EXTRACT TO READ:
Matthew Williams, 30, of Devizes, Wiltshire, was fined 100 by magistrates in November 2000 after admitting damaging a farmer's crops near Marlborough, Wiltshire.

He successfully proved it was possible to create a seven-pointed star, but was prosecuted after publishing the results on the internet.

Mr Williams has now made the film revealing crop circle creators' secrets and experiences.


Just because it doesn't sit in a gallery doesn't mean it's not art - it's a living sculpture


Matthew Williams

The three-hour film - Circle Makers - interviews 11 experts who have created hundreds of circles using posts, tapes, planks and ropes, rollers and computer-generated designs.

The crop circle community is divided. "Plankers" such as Mr Williams, who say they are all man-made.

Others insistent the circles are the work of paranormal, alien or unknown forces.

Video editor and computer programmer Mr Williams said he made the film because he was frustrated by the constant focus on outlandish theories to explain the circles.

Increasing rivalry

"The people that make them are the real phenomena," he said.

There is increasing rivalry between the circle makers to produce ever more complex, intricate patterns.

GIVEN INSTRUCTION 1:
Summarize the crop circle article in two sentences.
GIVEN INSTRUCTION 2:
Reproduce a passage from the crop circle article word for word. Begin at the words "The three-hour film" and stop after "are all man-made.".
GIVEN INSTRUCTION 3:
List every place name that appears in the crop circle article.

Dataset records on object locations
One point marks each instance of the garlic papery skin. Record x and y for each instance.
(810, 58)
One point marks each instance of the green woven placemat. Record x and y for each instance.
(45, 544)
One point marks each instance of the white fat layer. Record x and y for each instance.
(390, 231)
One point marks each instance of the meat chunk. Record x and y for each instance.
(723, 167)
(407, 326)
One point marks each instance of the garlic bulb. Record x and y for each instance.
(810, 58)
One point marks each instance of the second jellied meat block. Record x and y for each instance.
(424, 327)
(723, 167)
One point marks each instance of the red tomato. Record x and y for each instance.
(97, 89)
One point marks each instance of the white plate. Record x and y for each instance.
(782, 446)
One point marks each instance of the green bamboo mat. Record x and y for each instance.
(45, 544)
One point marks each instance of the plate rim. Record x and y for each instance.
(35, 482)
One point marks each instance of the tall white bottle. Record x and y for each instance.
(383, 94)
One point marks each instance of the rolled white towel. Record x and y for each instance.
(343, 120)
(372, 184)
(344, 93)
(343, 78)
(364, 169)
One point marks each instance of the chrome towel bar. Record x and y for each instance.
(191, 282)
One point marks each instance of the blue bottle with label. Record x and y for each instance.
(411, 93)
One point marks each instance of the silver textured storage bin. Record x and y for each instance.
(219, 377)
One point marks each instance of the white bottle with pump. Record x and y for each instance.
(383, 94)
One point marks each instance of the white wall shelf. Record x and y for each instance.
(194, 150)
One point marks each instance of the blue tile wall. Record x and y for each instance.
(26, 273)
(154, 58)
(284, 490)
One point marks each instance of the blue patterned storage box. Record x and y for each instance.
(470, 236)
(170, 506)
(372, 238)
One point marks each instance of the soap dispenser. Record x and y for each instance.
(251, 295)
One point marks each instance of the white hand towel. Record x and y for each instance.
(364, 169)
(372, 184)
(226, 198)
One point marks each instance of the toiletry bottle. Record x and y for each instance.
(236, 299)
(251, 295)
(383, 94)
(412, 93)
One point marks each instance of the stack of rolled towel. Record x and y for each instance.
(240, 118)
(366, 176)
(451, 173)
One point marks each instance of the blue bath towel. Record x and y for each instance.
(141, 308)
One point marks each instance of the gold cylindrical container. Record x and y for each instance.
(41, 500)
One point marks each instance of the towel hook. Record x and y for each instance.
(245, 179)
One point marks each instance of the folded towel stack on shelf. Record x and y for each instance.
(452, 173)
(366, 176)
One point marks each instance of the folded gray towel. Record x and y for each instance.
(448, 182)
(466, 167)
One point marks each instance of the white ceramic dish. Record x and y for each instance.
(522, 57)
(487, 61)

TASK RESPONSE 1:
Matthew Williams of Devizes, who was fined by magistrates in 2000 for damaging a farmer's crops near Marlborough after proving a seven-pointed star could be made, has made a three-hour film called Circle Makers that interviews 11 experts who have created hundreds of crop circles. He made it because he was frustrated by the constant focus on outlandish theories, in a community divided between those who say the circles are man-made and those who credit paranormal, alien or unknown forces.

TASK RESPONSE 2:
The three-hour film - Circle Makers - interviews 11 experts who have created hundreds of circles using posts, tapes, planks and ropes, rollers and computer-generated designs.

The crop circle community is divided. "Plankers" such as Mr Williams, who say they are all man-made.

TASK RESPONSE 3:
Devizes, Wiltshire, Marlborough